[Exercise] Copy every one of the items below word for word, keeping each line unchanged.

(Items stored from a collection)
..............................

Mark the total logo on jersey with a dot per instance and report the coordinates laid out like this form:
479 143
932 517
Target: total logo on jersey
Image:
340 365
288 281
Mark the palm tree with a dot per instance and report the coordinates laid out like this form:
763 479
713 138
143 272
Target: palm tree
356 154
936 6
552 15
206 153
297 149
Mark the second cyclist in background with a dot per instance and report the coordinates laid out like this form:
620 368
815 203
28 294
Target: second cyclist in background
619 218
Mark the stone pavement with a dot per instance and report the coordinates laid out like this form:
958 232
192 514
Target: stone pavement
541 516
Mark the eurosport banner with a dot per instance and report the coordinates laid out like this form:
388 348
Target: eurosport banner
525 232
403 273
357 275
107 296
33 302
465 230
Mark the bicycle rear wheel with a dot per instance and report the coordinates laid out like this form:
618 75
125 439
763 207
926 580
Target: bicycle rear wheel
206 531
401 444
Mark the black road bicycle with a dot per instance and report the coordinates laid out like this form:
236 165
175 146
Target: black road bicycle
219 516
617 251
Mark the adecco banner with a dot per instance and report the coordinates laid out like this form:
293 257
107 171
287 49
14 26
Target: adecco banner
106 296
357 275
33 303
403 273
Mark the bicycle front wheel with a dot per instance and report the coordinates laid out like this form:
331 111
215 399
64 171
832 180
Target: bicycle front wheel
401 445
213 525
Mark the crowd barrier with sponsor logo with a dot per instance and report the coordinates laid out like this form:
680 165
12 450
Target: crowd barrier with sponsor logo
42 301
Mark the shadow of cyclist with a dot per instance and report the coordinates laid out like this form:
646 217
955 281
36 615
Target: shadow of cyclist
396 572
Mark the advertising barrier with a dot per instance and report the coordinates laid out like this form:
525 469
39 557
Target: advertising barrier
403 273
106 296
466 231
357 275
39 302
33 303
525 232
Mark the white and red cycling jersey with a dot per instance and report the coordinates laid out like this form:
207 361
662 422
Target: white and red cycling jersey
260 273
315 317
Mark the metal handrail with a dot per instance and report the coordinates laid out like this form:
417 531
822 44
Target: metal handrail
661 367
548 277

..............................

[Answer to this problem]
Mark the total logo on jersey with a dot per instance and report the coordinates laid out like this form:
479 143
932 517
Target: total logo on jersey
Image:
340 365
288 281
Mark the palm tree with a dot per instance and report the coordinates laid out like this form:
763 479
713 138
143 272
Target: palm tree
356 154
936 6
552 15
206 153
297 149
Mark the second cyclist in background with a dot per instance and report the coordinates laid out like this form:
620 368
815 203
28 294
Target: second cyclist in background
619 218
Mark the stone pavement with a dot per instance and report the coordinates laid out like this form:
958 232
192 514
Target: stone pavement
541 516
Mark the eurosport banner with a dot per instance and report the coordinates laid out like this form:
388 348
Target: eurosport banner
525 232
403 273
357 275
107 296
33 302
465 230
Mark the bicycle rear wheel with a dot per instance and report the coordinates laid out like this form:
618 75
125 439
763 207
926 580
Target: bicycle rear wheel
206 531
401 444
Mark the black road bicycle with a dot per instance and report the coordinates laid out like this form:
236 165
175 146
Target: black road bicycle
219 516
617 251
Mark the adecco banner with a dot per instance and report the coordinates laid out like this form:
293 257
107 171
287 49
14 26
Target: adecco banner
106 296
357 275
33 303
403 273
Mark the bicycle front wheel with a dot per instance and report the coordinates laid out like this form:
331 111
215 399
64 171
832 180
Target: bicycle front wheel
401 445
213 525
Mark the crowd barrier with sponsor logo with a dot per instance and report the coordinates laid out like this form:
680 165
12 450
Target: crowd barrier with sponsor logo
42 301
Mark the shadow of cyclist with a dot per instance and report the coordinates laid out like this form:
646 217
955 281
36 615
Target: shadow of cyclist
396 572
Mark the advertising barrier with a dot per instance and report the coordinates laid out like this form:
525 469
39 557
Target: advertising barrier
403 273
106 296
466 231
357 275
39 302
33 303
525 232
Mark the white and red cycling jersey with a dot per instance and report the coordinates laid out like this form:
207 361
662 422
Target: white and red cycling jersey
260 273
315 317
Mark the metal handrail with a dot per instance and report the coordinates laid out like this form:
417 531
822 44
Target: metal handrail
661 367
548 277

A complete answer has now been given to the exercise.